> [Görev A] Franchise sözleşmesi metninden "Taraflarca bildirilen deliller" ile başlayıp "bilirkişi incelemesi yaptırılmıştır." ile biten kısmı olduğu gibi kopyalayın.
> [Görev B] Franchise sözleşmesi metnine göre franchise sözleşmelerinin geçerliliği herhangi bir şekle bağlı mıdır?
> [Görev C] Franchise sözleşmesi metninde franchise sözleşmesinin hangi sözleşme türleri olarak nitelendirildiği veya nitelendirilebileceği belirtiliyor? Hepsini sıralayın.

> [Okuma metni]
★ ★ ★ ★ ★

Franchise sözleşmesinin hukuki niteliği doktrinde tartışmalıdır. Kanunda düzenlenmediğinden isimsiz sözleşme olan franchise sözleşmesinin sui generis ya da karma bir sözleşme olduğu yönünde çeşitli görüşler mevcuttur. Franchise sözleşmesi bir karma sözleşmedir. Zira, kanunda düzenlenmemiş tiplere ilişkin unsurları ihtiva ettiği gibi kanunda düzenlenmemiş sui generis sözleşmelere ilişkin unsurları (örneğin lisans sözleşmesine ve know-how sözleşmesine ilişkin unsurlar) da ihtiva etmekte ve tek bir akit teşkil etmektedir. Karma bir sözleşme olan franchise sözleşmesine uygulanacak hükümler de tartışma konusudur. Mevzuatta franchise sözleşmeleri için özel bir şekil şartı öngörülmemiştir. Bu nedenle geçerliliği hiçbir şekle bağlı değildir.
Taraflarca bildirilen deliller toplanmış ve dosyada bulunan deliller incelenerek, davalı tarafından haksız rekabet kurallarının ihlal edilip edilmediği, davalı eylemlerinin haksız rekabet olup olmadığının tespiti için bilirkişi incelemesi yaptırılmıştır.

★ ★ ★ ★ ★

> [Ham veri]
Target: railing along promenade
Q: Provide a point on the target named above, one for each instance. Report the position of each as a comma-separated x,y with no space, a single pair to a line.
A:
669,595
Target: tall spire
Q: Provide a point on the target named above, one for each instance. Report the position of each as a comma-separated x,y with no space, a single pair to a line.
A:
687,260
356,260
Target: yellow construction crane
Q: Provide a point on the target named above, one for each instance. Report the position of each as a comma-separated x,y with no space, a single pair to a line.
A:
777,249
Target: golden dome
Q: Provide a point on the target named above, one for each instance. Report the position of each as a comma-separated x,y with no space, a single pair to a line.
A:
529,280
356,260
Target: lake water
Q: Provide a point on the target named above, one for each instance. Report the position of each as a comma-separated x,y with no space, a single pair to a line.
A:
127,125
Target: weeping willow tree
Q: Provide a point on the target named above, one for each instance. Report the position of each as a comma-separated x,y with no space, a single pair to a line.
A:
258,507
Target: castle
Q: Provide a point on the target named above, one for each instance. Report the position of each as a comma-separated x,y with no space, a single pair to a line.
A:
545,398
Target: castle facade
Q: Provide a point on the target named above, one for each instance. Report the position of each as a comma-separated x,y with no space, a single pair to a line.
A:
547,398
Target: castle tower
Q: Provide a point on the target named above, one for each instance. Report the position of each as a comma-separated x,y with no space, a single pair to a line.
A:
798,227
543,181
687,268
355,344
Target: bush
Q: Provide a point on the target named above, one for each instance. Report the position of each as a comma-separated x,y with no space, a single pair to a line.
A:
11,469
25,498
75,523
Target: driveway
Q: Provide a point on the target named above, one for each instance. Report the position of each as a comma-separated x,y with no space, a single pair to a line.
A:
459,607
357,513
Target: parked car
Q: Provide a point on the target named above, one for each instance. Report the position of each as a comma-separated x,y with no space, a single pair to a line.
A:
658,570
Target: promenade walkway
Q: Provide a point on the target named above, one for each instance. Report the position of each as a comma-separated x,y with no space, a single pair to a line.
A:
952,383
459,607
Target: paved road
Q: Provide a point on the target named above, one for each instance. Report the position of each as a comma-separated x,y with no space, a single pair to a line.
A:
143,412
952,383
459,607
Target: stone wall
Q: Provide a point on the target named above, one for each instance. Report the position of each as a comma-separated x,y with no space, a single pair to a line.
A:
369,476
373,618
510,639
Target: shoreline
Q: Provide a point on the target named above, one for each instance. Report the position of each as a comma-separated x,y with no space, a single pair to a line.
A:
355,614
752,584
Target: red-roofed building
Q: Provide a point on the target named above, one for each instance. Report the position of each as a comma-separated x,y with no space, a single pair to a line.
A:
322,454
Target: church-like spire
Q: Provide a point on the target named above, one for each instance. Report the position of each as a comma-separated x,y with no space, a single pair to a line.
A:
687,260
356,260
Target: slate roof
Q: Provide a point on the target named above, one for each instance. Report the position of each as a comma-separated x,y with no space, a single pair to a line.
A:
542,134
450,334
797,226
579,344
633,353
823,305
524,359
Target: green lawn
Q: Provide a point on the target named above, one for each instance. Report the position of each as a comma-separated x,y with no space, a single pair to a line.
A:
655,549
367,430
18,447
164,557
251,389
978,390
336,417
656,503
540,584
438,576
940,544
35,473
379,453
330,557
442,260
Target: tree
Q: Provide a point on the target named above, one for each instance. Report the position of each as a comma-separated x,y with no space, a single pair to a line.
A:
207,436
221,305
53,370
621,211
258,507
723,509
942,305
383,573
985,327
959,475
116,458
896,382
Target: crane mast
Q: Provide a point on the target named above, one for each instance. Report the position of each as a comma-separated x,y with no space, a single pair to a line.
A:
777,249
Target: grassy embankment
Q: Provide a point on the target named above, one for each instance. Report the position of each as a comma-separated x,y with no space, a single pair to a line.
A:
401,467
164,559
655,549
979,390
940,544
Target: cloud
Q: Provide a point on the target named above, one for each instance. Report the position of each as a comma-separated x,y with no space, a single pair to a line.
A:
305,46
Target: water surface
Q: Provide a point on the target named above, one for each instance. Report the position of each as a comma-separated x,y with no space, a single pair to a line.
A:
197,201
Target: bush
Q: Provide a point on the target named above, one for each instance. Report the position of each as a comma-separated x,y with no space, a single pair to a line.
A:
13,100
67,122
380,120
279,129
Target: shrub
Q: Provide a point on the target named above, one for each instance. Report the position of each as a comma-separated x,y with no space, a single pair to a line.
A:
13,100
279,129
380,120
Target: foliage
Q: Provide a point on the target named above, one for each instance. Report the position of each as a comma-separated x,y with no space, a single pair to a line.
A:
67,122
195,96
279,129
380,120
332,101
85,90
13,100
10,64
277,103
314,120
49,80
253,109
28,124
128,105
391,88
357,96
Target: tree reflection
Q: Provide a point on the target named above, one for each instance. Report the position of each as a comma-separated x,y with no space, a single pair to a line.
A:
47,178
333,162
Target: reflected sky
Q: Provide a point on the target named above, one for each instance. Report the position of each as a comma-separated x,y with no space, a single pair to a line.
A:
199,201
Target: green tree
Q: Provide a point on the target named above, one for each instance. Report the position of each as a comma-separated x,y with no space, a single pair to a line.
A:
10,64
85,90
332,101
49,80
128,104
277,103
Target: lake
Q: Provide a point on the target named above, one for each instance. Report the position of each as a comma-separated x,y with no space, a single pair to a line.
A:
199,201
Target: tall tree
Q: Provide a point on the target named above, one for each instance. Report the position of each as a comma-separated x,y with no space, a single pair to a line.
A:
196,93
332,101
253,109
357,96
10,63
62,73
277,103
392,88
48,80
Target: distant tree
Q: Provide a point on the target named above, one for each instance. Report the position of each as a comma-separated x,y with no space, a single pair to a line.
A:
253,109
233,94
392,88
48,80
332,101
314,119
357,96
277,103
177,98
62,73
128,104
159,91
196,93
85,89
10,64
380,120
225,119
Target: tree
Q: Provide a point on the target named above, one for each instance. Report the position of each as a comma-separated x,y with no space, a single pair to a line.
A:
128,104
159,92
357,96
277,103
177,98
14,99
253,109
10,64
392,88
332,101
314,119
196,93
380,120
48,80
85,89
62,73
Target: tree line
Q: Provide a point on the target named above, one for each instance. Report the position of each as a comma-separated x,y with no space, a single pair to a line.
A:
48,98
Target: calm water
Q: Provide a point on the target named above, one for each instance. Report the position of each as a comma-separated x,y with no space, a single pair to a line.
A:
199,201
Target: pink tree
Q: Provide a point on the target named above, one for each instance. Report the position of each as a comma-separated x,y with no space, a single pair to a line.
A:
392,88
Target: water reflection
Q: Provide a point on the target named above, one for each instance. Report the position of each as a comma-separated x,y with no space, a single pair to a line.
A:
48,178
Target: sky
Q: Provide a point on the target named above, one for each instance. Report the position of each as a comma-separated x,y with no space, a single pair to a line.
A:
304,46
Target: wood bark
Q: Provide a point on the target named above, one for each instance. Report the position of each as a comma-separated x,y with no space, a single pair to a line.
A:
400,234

★ ★ ★ ★ ★

> [Tam çıktı A]
Taraflarca bildirilen deliller toplanmış ve dosyada bulunan deliller incelenerek, davalı tarafından haksız rekabet kurallarının ihlal edilip edilmediği, davalı eylemlerinin haksız rekabet olup olmadığının tespiti için bilirkişi incelemesi yaptırılmıştır.

> [Tam çıktı B] Hayır. Mevzuatta özel bir şekil şartı öngörülmediği için geçerliliği hiçbir şekle bağlı değildir.

> [Tam çıktı C]
- İsimsiz sözleşme
- Sui generis sözleşme
- Karma sözleşme